(EXERCISE PROMPT):
Copy the records below word for word, from their start through the line that contains "negative clicks: (611, 167) (506, 60)", and omit the pictures.

(SOURCE MATERIAL):
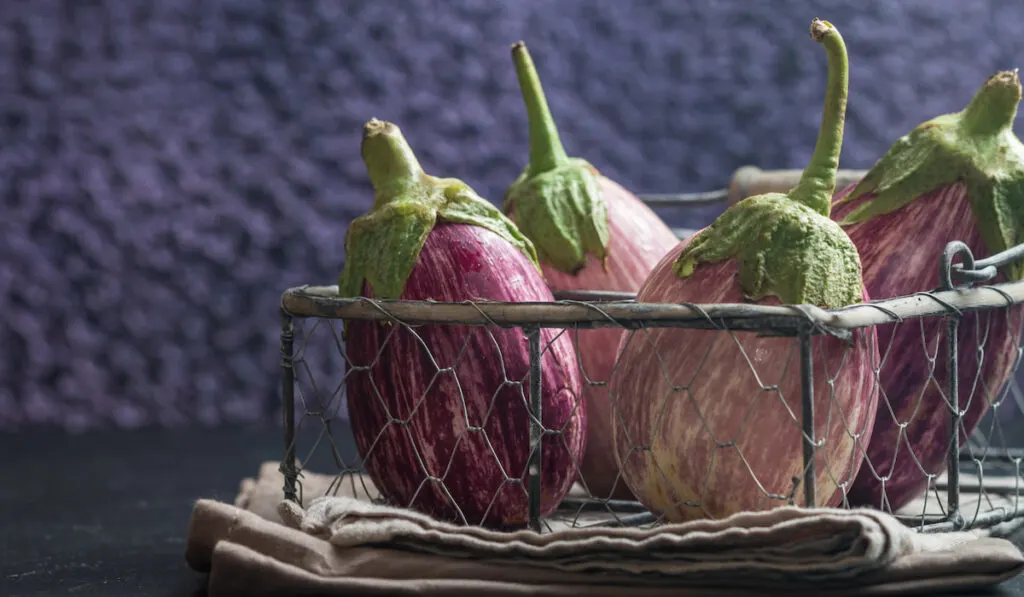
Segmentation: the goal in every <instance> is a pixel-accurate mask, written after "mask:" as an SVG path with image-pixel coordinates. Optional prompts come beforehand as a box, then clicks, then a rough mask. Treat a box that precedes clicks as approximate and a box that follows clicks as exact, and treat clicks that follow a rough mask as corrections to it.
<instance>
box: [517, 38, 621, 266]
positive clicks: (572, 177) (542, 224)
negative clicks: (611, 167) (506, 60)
mask: <svg viewBox="0 0 1024 597" xmlns="http://www.w3.org/2000/svg"><path fill="white" fill-rule="evenodd" d="M512 61H513V62H514V65H515V69H516V76H517V78H518V81H519V87H520V89H521V91H522V98H523V103H524V104H525V106H526V117H527V121H528V123H529V163H528V164H527V165H526V167H525V168H524V169H523V171H522V174H520V175H519V177H518V178H517V179H516V180H515V182H513V183H512V184H511V185H510V186H509V188H508V190H507V191H506V194H505V202H504V204H503V206H502V208H503V210H504V211H505V213H507V214H511V215H512V216H513V217H514V218H515V220H516V223H517V224H518V226H519V228H520V229H521V230H522V232H523V233H524V234H525V236H526V237H527V238H528V239H530V240H531V241H532V242H534V244H535V245H536V246H537V252H538V255H539V256H540V258H541V260H542V261H544V262H545V263H548V264H550V265H552V266H554V267H555V268H557V269H559V270H561V271H563V272H566V273H575V272H577V271H579V270H580V269H582V268H583V267H584V266H585V265H586V264H587V254H588V253H590V254H592V255H594V256H595V257H597V258H598V259H599V260H600V261H601V262H602V264H604V263H606V261H607V257H608V241H609V236H610V234H609V231H608V212H607V206H606V205H605V202H604V198H603V197H602V195H601V186H600V183H599V176H600V174H598V172H597V170H596V169H595V168H594V167H593V166H592V165H591V164H589V163H588V162H587V161H585V160H582V159H579V158H569V157H568V156H567V155H566V154H565V147H564V146H563V145H562V142H561V139H560V137H559V135H558V128H557V127H556V126H555V121H554V118H553V117H552V116H551V110H550V108H549V106H548V101H547V98H546V97H545V95H544V89H543V88H542V86H541V81H540V78H539V77H538V74H537V69H536V68H535V67H534V60H532V58H531V57H530V55H529V52H528V51H527V50H526V45H525V44H524V43H522V42H518V43H516V44H514V45H513V46H512Z"/></svg>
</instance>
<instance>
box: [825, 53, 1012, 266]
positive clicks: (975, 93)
mask: <svg viewBox="0 0 1024 597" xmlns="http://www.w3.org/2000/svg"><path fill="white" fill-rule="evenodd" d="M1021 91H1022V90H1021V82H1020V78H1019V76H1018V74H1017V71H1002V72H999V73H996V74H995V75H992V76H991V77H989V78H988V80H986V81H985V83H984V84H983V85H982V86H981V88H980V89H979V90H978V91H977V92H976V93H975V96H974V98H972V100H971V103H969V104H968V105H967V108H965V109H964V110H963V111H961V112H958V113H953V114H944V115H941V116H938V117H935V118H933V119H931V120H929V121H927V122H924V123H922V124H920V125H918V127H915V128H914V129H913V130H911V131H910V132H909V133H907V134H906V135H904V136H902V137H900V138H899V139H897V140H896V142H895V143H893V145H892V146H891V147H889V150H888V151H887V152H886V154H885V155H884V156H883V157H882V158H881V159H880V160H879V161H878V162H877V163H876V164H874V166H873V167H871V169H870V170H868V172H867V174H865V175H864V177H863V178H862V179H861V180H860V181H859V182H858V183H857V184H856V186H854V187H853V189H852V190H851V191H850V193H849V194H848V195H847V196H846V197H844V198H843V199H841V200H840V201H837V202H836V204H835V205H836V206H839V205H843V204H846V203H851V202H854V201H857V200H858V199H860V198H862V197H863V196H865V195H868V194H870V195H871V197H870V198H868V199H867V200H865V201H863V202H861V203H860V204H859V205H857V207H855V208H854V209H852V210H851V211H850V212H849V213H848V214H846V216H845V217H844V218H843V219H842V220H841V222H840V223H841V224H842V225H844V226H848V225H852V224H856V223H859V222H863V221H866V220H869V219H870V218H872V217H874V216H877V215H883V214H888V213H891V212H894V211H897V210H899V209H900V208H902V207H904V206H906V205H907V204H909V203H910V202H912V201H914V200H915V199H918V198H919V197H921V196H923V195H926V194H929V193H931V191H933V190H935V189H937V188H939V187H941V186H945V185H948V184H952V183H954V182H957V181H962V182H964V183H965V184H966V186H967V191H968V196H969V197H970V201H971V210H972V212H973V214H974V217H975V220H976V222H977V224H978V228H979V230H980V232H981V237H982V240H983V241H984V242H985V245H986V248H987V250H988V252H989V253H998V252H1001V251H1005V250H1007V249H1009V248H1011V247H1014V246H1016V245H1018V244H1020V243H1022V242H1024V144H1022V143H1021V141H1020V139H1018V138H1017V136H1016V135H1015V134H1014V132H1013V128H1012V127H1013V122H1014V119H1015V118H1016V116H1017V109H1018V105H1019V103H1020V100H1021ZM1004 273H1006V274H1008V275H1009V276H1010V278H1011V279H1012V280H1021V278H1022V276H1024V264H1021V263H1015V264H1012V265H1010V266H1008V267H1006V268H1005V270H1004Z"/></svg>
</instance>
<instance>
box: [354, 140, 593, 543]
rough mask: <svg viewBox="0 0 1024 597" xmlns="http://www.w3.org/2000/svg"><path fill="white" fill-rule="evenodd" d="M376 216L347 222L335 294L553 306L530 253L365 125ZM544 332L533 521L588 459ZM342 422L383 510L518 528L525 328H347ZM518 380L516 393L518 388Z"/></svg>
mask: <svg viewBox="0 0 1024 597" xmlns="http://www.w3.org/2000/svg"><path fill="white" fill-rule="evenodd" d="M362 159H364V161H365V163H366V166H367V170H368V172H369V174H370V179H371V181H372V182H373V186H374V189H375V199H374V205H373V208H372V209H371V210H370V212H369V213H367V214H365V215H362V216H360V217H358V218H356V219H355V220H353V221H352V222H351V224H350V225H349V228H348V232H347V236H346V239H345V252H346V259H345V265H344V268H343V270H342V272H341V274H340V276H339V280H338V288H339V294H340V295H341V296H343V297H358V296H364V297H369V298H375V299H395V298H399V299H404V300H422V301H442V302H461V301H468V300H473V301H518V302H529V301H551V300H553V296H552V294H551V291H550V290H549V289H548V287H547V285H546V284H545V283H544V279H543V276H542V273H541V270H540V265H539V264H538V262H537V253H536V250H535V248H534V245H532V243H530V241H529V240H528V239H526V238H525V237H523V236H522V234H521V233H520V232H519V230H518V228H517V227H516V226H515V224H514V223H513V222H512V221H511V220H509V219H508V218H507V217H506V216H505V215H504V214H502V213H501V211H500V210H499V209H498V208H497V207H495V206H494V205H492V204H490V203H488V202H486V201H485V200H483V199H482V198H480V197H479V196H478V195H477V194H476V193H475V191H474V190H473V189H472V188H470V187H469V186H468V185H466V184H465V183H464V182H462V181H460V180H457V179H453V178H438V177H434V176H431V175H428V174H426V173H424V171H423V170H422V168H421V166H420V164H419V163H418V161H417V159H416V157H415V156H414V154H413V151H412V150H411V148H410V146H409V144H408V143H407V141H406V139H404V137H403V135H402V133H401V131H400V130H399V129H398V127H396V126H395V125H393V124H391V123H387V122H381V121H377V120H372V121H370V122H369V123H368V124H367V125H366V127H365V129H364V137H362ZM556 335H557V331H555V330H545V331H543V332H542V338H541V343H542V349H543V350H544V354H543V358H542V371H543V374H542V391H543V398H542V402H543V403H542V407H543V418H542V421H543V423H544V424H545V425H546V426H547V427H548V428H554V429H559V430H561V437H558V436H555V435H548V436H547V437H546V438H545V439H544V440H543V444H542V445H543V452H542V462H541V467H542V468H541V475H542V476H541V481H542V484H541V492H542V495H541V514H542V515H546V514H550V513H551V512H552V511H553V510H554V509H555V507H557V505H558V504H559V503H560V502H561V501H562V500H563V499H564V498H565V496H566V495H567V493H568V491H569V488H570V486H571V484H572V482H573V480H574V478H575V466H574V463H575V462H579V460H580V459H581V458H582V457H583V453H584V451H585V449H586V439H587V434H586V431H587V429H586V424H587V417H586V406H585V404H584V403H582V397H581V395H580V394H581V387H580V374H579V371H578V369H577V367H575V363H574V354H573V349H572V343H571V341H570V340H569V338H568V337H567V336H564V335H562V336H561V337H557V338H556ZM345 338H346V352H347V356H348V361H349V370H348V376H347V379H346V392H347V404H348V415H349V420H350V422H351V426H352V431H353V435H354V437H355V444H356V447H357V449H358V452H359V455H360V457H361V458H362V459H364V462H365V466H366V469H367V472H368V474H369V475H370V477H371V479H372V480H373V481H374V483H375V484H376V485H377V487H378V488H379V489H380V491H381V493H382V495H383V496H384V497H385V498H386V499H387V500H388V501H389V502H391V503H393V504H397V505H400V506H406V507H411V508H414V509H417V510H420V511H422V512H425V513H427V514H430V515H432V516H435V517H437V518H440V519H444V520H451V521H454V522H457V523H469V524H482V525H485V526H490V527H496V528H514V527H518V526H522V525H523V524H525V523H527V521H528V500H527V494H526V484H525V482H524V480H525V479H526V477H527V465H528V459H529V455H530V417H529V412H528V410H527V401H526V397H525V396H526V395H528V387H529V385H528V380H529V375H528V374H529V352H528V346H529V342H528V339H527V337H526V335H525V334H524V333H523V331H522V330H521V329H518V328H516V329H507V330H506V329H497V328H496V329H490V328H484V327H475V326H455V325H426V326H419V327H415V328H411V327H406V326H400V325H389V324H384V323H378V322H372V321H349V322H347V323H346V328H345ZM520 383H521V385H520Z"/></svg>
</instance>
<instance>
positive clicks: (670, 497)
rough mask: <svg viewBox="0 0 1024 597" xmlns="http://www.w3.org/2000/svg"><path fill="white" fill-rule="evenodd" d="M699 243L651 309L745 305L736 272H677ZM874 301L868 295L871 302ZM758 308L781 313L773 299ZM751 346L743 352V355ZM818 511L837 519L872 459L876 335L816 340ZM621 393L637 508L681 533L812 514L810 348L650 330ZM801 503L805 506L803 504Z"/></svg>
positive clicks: (653, 289) (658, 276) (661, 292)
mask: <svg viewBox="0 0 1024 597" xmlns="http://www.w3.org/2000/svg"><path fill="white" fill-rule="evenodd" d="M687 243H688V241H684V242H682V243H680V244H679V246H678V247H677V248H675V249H673V250H672V251H671V252H670V253H669V254H668V255H666V256H665V257H664V258H663V259H662V261H660V262H659V263H658V264H657V265H656V266H655V267H654V268H653V270H652V271H651V273H650V276H649V278H648V280H647V282H646V283H645V284H644V286H643V287H642V288H641V289H640V292H639V294H638V300H641V301H645V302H674V303H678V302H694V303H723V302H728V303H739V302H746V301H744V299H743V297H742V293H741V291H740V289H739V285H738V283H737V281H736V279H737V273H738V264H737V262H736V261H735V260H732V259H730V260H725V261H721V262H717V263H711V264H702V265H700V266H699V267H697V268H696V269H695V270H694V272H693V274H692V275H691V276H689V278H688V279H686V280H680V279H679V278H678V276H677V275H676V274H675V273H674V272H673V270H672V265H673V262H674V261H675V260H676V258H677V257H678V256H679V254H680V253H681V252H682V249H683V248H684V247H685V246H686V244H687ZM863 298H864V300H868V295H867V293H864V294H863ZM758 303H759V304H779V301H778V300H777V299H775V298H774V297H771V298H765V299H762V300H760V301H758ZM739 346H742V349H740V348H739ZM812 349H813V359H814V360H813V364H814V412H815V419H814V421H815V424H814V428H815V437H816V439H818V440H819V441H823V444H822V445H821V446H820V447H818V449H817V451H816V456H815V467H816V469H815V471H816V479H815V483H816V485H815V486H816V494H815V498H816V499H815V502H816V504H815V505H816V506H822V507H836V506H839V505H840V504H841V502H842V497H843V493H842V489H841V487H842V486H843V485H844V483H850V482H852V480H853V478H854V476H855V475H856V474H857V472H858V470H859V468H860V465H861V463H862V461H863V458H864V452H863V444H864V443H865V442H867V441H869V436H870V432H871V428H872V425H873V422H874V417H876V413H877V409H878V389H877V384H874V383H873V373H872V369H871V367H872V365H873V364H877V363H878V339H877V336H876V334H874V332H873V330H871V329H865V330H858V331H856V332H855V333H854V336H853V341H852V343H851V344H849V345H848V344H846V343H845V342H844V341H842V340H839V339H836V338H833V337H826V336H818V337H815V338H814V339H813V340H812ZM621 351H622V353H621V355H620V359H618V365H617V366H616V368H615V371H614V372H613V373H612V376H611V390H612V393H613V396H614V400H615V406H616V409H617V410H618V414H620V416H621V418H620V419H618V420H617V421H616V424H615V426H614V427H613V432H614V441H615V446H616V457H617V458H618V460H620V463H621V466H622V469H623V475H624V478H625V479H626V481H627V483H628V484H629V486H630V488H631V489H632V491H633V493H634V495H636V497H637V499H638V500H639V501H640V502H641V503H643V504H644V505H645V506H646V507H647V508H649V509H650V510H651V511H653V512H655V513H658V514H663V515H665V517H666V518H667V519H668V520H670V521H673V522H681V521H686V520H692V519H698V518H723V517H726V516H729V515H731V514H734V513H736V512H741V511H754V510H765V509H770V508H773V507H777V506H785V505H787V502H786V500H785V498H786V497H788V496H791V495H793V498H794V503H795V504H796V505H798V506H804V505H806V504H805V502H804V493H803V488H802V486H799V485H798V486H796V487H795V485H794V478H795V477H796V478H798V479H800V480H801V483H802V479H803V470H804V465H803V434H802V427H801V420H802V406H801V404H802V402H801V395H802V394H801V374H800V349H799V342H798V341H797V340H796V339H793V338H767V337H761V338H759V337H758V336H757V335H756V334H755V333H750V332H735V333H729V332H724V331H708V330H691V329H682V328H649V329H647V330H640V331H637V332H636V333H633V334H630V333H627V334H625V335H624V336H623V340H622V343H621ZM794 492H795V494H794Z"/></svg>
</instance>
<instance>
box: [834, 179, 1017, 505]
mask: <svg viewBox="0 0 1024 597" xmlns="http://www.w3.org/2000/svg"><path fill="white" fill-rule="evenodd" d="M853 187H854V185H853V184H851V185H850V186H848V187H847V188H845V189H843V190H841V191H840V193H838V194H837V195H836V197H835V198H834V202H836V201H839V200H841V199H842V198H844V197H846V196H847V195H848V194H849V193H850V191H851V190H853ZM872 198H873V195H872V194H866V195H865V196H863V197H861V198H857V199H856V200H855V201H852V202H850V203H848V204H843V205H839V206H836V207H835V208H834V210H833V214H831V217H833V219H835V220H837V221H839V220H841V219H842V218H843V217H844V216H845V215H846V214H847V213H849V212H850V211H851V210H852V209H854V208H855V207H856V206H858V205H860V204H861V203H862V202H864V201H869V200H870V199H872ZM844 229H846V231H847V233H849V234H850V238H851V239H852V240H853V242H854V244H855V245H856V246H857V249H858V251H859V252H860V257H861V266H862V268H863V272H864V273H863V275H864V286H865V287H866V288H867V291H868V293H869V294H870V295H871V297H872V298H874V299H887V298H893V297H898V296H906V295H910V294H913V293H916V292H928V291H932V290H934V289H937V288H938V287H939V262H940V258H941V255H942V250H943V249H944V248H945V246H946V244H948V243H949V242H951V241H962V242H964V243H966V244H967V245H968V246H969V247H970V248H971V252H972V253H973V254H974V256H975V257H976V258H982V257H984V256H986V255H988V251H987V250H986V248H985V244H984V242H983V241H982V239H981V232H980V231H979V229H978V226H977V224H976V223H975V218H974V215H973V213H972V209H971V200H970V198H969V196H968V191H967V185H966V184H964V183H963V182H956V183H953V184H948V185H944V186H941V187H939V188H937V189H935V190H933V191H931V193H928V194H926V195H923V196H921V197H919V198H916V199H915V200H913V201H912V202H910V203H909V204H907V205H905V206H903V207H902V208H900V209H898V210H896V211H893V212H890V213H888V214H882V215H877V216H874V217H872V218H870V219H867V220H864V221H862V222H859V223H856V224H852V225H848V226H845V227H844ZM1006 281H1007V280H1006V278H1005V276H1004V275H1002V274H1001V273H1000V274H999V275H998V278H997V279H996V280H993V281H991V282H990V283H988V284H996V283H1001V282H1006ZM1022 323H1024V318H1022V307H1021V306H1020V305H1016V306H1013V307H1009V308H1005V309H995V310H985V311H974V312H969V313H965V314H964V316H963V318H962V319H961V324H959V330H958V333H957V348H958V359H957V360H958V378H959V379H958V381H959V383H958V385H959V392H958V394H959V396H958V397H959V400H958V402H959V407H961V410H962V411H963V412H964V416H963V419H962V427H961V433H959V436H961V443H962V444H963V443H964V442H965V441H967V437H968V436H969V435H970V434H971V433H973V432H974V430H975V428H976V427H977V425H978V423H979V421H980V420H981V419H982V417H984V415H985V413H986V412H987V411H988V409H989V408H990V404H991V401H992V400H995V399H997V398H998V397H999V396H1000V395H1001V394H1000V392H1001V390H1002V389H1004V387H1005V386H1006V384H1007V381H1008V380H1009V379H1010V376H1011V375H1013V371H1014V366H1015V365H1016V360H1017V347H1018V339H1019V338H1020V337H1021V331H1022ZM877 329H878V334H879V342H880V348H881V351H882V356H883V358H884V359H885V361H884V363H883V366H882V369H881V372H880V382H881V386H882V391H883V395H882V397H881V398H880V402H879V415H878V417H877V419H876V423H874V430H873V433H872V438H871V442H870V444H869V446H868V450H867V460H868V462H869V463H870V465H868V464H867V463H866V462H865V464H864V466H863V467H861V470H860V474H859V475H858V476H857V479H856V480H855V482H854V483H853V485H852V486H851V487H850V491H849V494H848V497H849V500H850V503H851V505H853V506H870V507H874V508H884V509H892V510H893V511H895V510H898V509H899V508H902V507H903V506H905V505H906V504H907V503H909V502H910V501H912V500H914V499H915V498H918V497H920V496H921V495H922V493H923V492H925V491H926V489H927V488H928V487H929V475H938V474H941V473H943V472H945V470H946V462H947V454H948V446H949V440H950V435H951V434H950V433H949V409H948V408H947V406H946V404H947V398H946V395H947V394H946V392H947V390H948V387H949V379H948V374H947V367H948V365H947V364H948V357H947V347H946V335H947V330H948V328H947V324H946V321H945V318H943V317H928V318H924V319H913V321H907V322H904V323H902V324H889V325H884V326H878V327H877ZM979 348H981V349H982V350H981V351H979ZM979 357H980V359H981V363H980V367H979ZM931 359H934V363H932V361H931ZM887 402H888V406H887ZM890 409H891V410H890ZM901 423H906V426H905V427H904V429H903V431H902V433H901V430H900V424H901ZM883 478H884V479H885V482H884V483H883V480H882V479H883ZM883 485H884V492H883ZM883 493H884V495H883Z"/></svg>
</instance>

(YOUR SOLUTION):
Segmentation: the goal in every <instance> is a pixel-accurate mask, written after "mask:" as an SVG path with image-pixel coordinates. Optional prompts come beforehand as a box, then clicks, then a rough mask. Treat a box that precedes clicks as approximate and a box that follows clicks as exact, and treat clicks that follow a rough mask as corrections to it.
<instance>
box: [517, 38, 621, 266]
positive clicks: (572, 177) (542, 224)
negative clicks: (611, 167) (506, 60)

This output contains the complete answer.